__Tarefas__.
(1) Imprima, sem alterações, o trecho do texto sobre a MP 579 que vai de "O terremoto que" até "fim do contrato.".
(2) Responda às perguntas a seguir com base no texto sobre a MP 579.
(a) Em que mês o governo federal anunciou a medida provisória?
(b) Quantas usinas a Tractebel possui?
(c) A partir de que ano vencem os contratos de concessão dessas usinas?
(3) Liste todos os anos mencionados no texto sobre a MP 579.
------ Texto fornecido
O terremoto que atingiu o setor em 2012 – e do qual a Tractebel escapou praticamente ilesa – chama-se MP 579. A medida provisória anunciada pelo governo federal, em setembro, com o intuito de reduzir as contas de energia elétrica, previa a renovação antecipada das concessões de geração e transmissão que vencem entre 2015 e 2017. Para prorrogar o contrato de concessão das usinas geradoras, as empresas teriam de se submeter a preços inferiores. Quem não aceitasse o novo modelo seria obrigado a devolver os ativos para o governo ao fim do contrato.

Enquanto os executivos das concorrentes iniciavam um embate com o governo federal, Zaroni vendeu o "case" da Tractebel aos investidores. Os contratos de concessão de suas 22 usinas só vencem a partir de 2028 – falta muito, portanto, para respingar nos números da empresa. "Tivemos apenas de mostrar ao mercado que a MP não nos afetou em nada", afirma o presidente. Analistas do setor e concorrentes dizem mais: a empresa acabou se beneficiando da tragédia alheia.
------------
------ Itens de dados
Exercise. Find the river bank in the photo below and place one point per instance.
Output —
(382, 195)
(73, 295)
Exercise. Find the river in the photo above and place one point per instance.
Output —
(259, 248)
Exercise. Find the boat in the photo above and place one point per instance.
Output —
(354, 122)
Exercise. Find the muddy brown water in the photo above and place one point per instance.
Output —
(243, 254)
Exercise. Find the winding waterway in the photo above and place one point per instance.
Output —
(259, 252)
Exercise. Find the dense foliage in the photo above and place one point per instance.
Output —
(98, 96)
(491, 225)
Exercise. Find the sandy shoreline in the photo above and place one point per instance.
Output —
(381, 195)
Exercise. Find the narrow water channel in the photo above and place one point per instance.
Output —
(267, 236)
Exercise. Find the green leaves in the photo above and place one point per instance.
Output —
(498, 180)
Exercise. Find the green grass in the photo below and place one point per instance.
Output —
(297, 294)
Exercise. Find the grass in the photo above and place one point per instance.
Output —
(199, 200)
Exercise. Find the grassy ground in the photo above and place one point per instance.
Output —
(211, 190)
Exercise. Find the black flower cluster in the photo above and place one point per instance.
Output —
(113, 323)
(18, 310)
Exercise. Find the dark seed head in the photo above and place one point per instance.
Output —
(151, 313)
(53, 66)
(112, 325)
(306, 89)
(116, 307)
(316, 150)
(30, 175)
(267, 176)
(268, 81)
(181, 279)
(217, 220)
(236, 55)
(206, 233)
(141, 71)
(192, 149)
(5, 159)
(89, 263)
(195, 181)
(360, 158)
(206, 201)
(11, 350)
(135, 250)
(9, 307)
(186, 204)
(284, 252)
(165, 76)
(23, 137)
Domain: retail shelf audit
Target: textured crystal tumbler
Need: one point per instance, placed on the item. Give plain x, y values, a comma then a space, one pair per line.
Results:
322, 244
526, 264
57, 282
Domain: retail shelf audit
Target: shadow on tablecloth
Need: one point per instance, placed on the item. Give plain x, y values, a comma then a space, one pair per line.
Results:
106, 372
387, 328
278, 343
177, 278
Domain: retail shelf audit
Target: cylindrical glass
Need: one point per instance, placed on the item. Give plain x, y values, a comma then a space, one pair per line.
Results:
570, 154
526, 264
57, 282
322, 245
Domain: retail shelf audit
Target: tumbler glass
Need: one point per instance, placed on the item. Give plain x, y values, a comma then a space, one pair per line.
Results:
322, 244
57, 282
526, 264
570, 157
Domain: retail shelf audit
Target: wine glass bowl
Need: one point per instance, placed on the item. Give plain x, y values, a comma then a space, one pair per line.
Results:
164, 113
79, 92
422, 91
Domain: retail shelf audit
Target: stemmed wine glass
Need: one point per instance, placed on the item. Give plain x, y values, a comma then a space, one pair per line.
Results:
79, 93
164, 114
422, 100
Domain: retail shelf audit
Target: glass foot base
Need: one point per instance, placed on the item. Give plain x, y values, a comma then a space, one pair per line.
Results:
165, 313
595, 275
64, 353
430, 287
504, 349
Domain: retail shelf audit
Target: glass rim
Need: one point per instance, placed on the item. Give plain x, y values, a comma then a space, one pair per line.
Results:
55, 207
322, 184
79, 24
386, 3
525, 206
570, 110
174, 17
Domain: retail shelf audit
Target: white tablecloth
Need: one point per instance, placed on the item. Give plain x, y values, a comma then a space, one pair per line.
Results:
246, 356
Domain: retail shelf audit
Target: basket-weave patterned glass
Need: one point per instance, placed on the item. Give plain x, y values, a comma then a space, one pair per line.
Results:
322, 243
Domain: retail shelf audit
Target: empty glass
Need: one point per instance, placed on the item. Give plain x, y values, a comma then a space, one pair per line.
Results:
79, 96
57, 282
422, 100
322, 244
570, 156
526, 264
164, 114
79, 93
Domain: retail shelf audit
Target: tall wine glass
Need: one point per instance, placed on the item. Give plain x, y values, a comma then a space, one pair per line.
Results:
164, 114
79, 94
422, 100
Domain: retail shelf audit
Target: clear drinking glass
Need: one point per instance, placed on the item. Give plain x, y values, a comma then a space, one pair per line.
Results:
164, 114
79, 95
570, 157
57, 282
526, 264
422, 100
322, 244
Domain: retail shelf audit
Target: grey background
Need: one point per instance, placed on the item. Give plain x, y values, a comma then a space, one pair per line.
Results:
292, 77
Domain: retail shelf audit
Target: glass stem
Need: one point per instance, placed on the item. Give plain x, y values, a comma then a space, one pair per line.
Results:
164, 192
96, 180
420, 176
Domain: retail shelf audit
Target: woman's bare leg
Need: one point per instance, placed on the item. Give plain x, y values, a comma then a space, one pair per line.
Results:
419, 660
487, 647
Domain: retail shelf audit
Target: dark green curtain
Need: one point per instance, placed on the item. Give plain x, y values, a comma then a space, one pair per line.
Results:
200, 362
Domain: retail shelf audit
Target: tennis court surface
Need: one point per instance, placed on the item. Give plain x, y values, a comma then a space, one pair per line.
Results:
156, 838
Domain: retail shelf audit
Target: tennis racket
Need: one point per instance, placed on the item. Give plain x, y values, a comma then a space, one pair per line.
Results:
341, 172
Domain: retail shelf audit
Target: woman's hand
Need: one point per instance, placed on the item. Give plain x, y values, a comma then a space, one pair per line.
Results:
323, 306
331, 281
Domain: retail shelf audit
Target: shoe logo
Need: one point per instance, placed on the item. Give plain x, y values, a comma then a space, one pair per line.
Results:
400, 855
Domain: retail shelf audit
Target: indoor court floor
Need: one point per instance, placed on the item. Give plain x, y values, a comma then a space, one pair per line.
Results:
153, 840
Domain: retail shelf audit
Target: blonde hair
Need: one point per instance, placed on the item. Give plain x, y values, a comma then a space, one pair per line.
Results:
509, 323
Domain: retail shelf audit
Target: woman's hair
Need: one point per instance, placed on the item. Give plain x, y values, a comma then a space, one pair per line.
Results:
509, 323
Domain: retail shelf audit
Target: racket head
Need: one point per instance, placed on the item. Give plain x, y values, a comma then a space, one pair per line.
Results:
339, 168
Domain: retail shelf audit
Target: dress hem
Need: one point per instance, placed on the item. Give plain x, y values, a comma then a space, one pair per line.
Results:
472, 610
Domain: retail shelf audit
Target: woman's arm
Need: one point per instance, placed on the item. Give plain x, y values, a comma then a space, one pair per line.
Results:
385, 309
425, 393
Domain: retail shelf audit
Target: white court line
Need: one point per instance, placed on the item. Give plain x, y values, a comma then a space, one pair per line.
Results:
------------
__Respostas às tarefas__.
(1)
O terremoto que atingiu o setor em 2012 – e do qual a Tractebel escapou praticamente ilesa – chama-se MP 579. A medida provisória anunciada pelo governo federal, em setembro, com o intuito de reduzir as contas de energia elétrica, previa a renovação antecipada das concessões de geração e transmissão que vencem entre 2015 e 2017. Para prorrogar o contrato de concessão das usinas geradoras, as empresas teriam de se submeter a preços inferiores. Quem não aceitasse o novo modelo seria obrigado a devolver os ativos para o governo ao fim do contrato.

(2)
(a) Setembro.
(b) 22 usinas.
(c) 2028.

(3) 2012, 2015, 2017, 2028